## Exercise task
Format all of the material below as a numbered list, omitting any blank lines.
BEGIN Entries provided
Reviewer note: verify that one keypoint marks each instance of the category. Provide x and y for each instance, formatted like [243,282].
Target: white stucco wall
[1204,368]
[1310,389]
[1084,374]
END Entries provided
## Response to this exercise
1. Reviewer note: verify that one keypoint marks each instance of the category. Provide x and y for each instance, formatted like [243,282].
2. Target: white stucco wall
3. [1204,368]
4. [1310,389]
5. [1084,374]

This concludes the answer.